(Trechos de conjunto de dados de segmentação)
>>>>>

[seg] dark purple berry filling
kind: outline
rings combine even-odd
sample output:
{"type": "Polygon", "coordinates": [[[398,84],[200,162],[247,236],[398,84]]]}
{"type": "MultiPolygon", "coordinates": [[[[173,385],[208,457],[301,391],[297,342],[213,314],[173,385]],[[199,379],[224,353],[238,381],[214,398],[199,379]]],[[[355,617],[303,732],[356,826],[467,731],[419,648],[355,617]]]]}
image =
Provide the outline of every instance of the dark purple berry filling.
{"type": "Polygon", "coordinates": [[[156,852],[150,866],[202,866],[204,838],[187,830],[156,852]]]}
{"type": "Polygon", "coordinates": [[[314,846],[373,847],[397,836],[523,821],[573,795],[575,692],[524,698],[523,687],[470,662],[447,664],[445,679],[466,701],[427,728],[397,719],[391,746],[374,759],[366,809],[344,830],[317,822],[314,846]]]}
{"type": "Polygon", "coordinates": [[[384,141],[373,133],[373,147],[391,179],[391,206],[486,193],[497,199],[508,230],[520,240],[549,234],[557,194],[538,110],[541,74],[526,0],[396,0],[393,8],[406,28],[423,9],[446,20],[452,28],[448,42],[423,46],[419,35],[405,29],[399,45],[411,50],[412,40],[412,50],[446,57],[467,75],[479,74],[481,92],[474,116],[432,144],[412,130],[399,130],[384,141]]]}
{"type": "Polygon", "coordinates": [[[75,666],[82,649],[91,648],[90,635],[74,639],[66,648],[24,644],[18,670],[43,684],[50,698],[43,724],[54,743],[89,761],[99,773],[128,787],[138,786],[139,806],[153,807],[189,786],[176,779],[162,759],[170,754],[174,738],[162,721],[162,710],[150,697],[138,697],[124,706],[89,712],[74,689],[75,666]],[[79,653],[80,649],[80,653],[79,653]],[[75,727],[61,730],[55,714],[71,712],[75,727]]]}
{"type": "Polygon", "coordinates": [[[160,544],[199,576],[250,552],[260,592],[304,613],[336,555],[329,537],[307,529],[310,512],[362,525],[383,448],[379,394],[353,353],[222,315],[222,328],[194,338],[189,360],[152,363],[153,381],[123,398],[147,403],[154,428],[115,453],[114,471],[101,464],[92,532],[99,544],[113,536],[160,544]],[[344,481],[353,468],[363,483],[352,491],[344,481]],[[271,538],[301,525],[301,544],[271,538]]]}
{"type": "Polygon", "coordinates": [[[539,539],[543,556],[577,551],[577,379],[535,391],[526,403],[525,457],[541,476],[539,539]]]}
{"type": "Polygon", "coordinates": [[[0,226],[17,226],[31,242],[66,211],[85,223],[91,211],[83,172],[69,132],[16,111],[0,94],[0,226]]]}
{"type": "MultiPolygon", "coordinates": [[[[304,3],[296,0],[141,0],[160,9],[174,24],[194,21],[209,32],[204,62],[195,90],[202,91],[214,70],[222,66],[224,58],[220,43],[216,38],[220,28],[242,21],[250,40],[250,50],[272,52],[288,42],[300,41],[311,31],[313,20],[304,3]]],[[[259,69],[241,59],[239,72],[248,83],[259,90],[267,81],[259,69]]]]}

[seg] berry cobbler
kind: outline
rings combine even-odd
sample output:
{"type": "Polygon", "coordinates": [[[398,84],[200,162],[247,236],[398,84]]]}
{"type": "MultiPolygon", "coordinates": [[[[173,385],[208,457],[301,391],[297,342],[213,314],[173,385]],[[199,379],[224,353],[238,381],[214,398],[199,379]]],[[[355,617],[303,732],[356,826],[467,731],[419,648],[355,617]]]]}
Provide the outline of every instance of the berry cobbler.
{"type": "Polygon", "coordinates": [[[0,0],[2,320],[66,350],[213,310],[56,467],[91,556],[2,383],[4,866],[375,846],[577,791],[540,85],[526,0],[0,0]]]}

<<<<<

▸ Instrução: Reescreva todas as linhas do trecho que começa na linha que contém "[seg] berry cobbler" e termina no fim dos registros, com os pedidos incluídos. Desloque as coordenadas das respostas somando 36 a cada número, e deixe os pedidos e os modelos de formato sem mudança.

▸ Resposta final:
[seg] berry cobbler
kind: outline
rings combine even-odd
sample output:
{"type": "Polygon", "coordinates": [[[398,84],[200,162],[247,236],[398,84]]]}
{"type": "MultiPolygon", "coordinates": [[[[173,385],[208,457],[301,391],[297,342],[213,314],[173,385]],[[199,379],[224,353],[238,381],[214,398],[199,379]]],[[[355,617],[303,732],[356,826],[467,731],[419,648],[355,617]]]]}
Provide the outline of every instance of the berry cobbler.
{"type": "Polygon", "coordinates": [[[36,36],[38,356],[102,386],[249,346],[92,503],[127,592],[38,419],[40,902],[411,882],[613,827],[576,121],[562,36],[36,36]]]}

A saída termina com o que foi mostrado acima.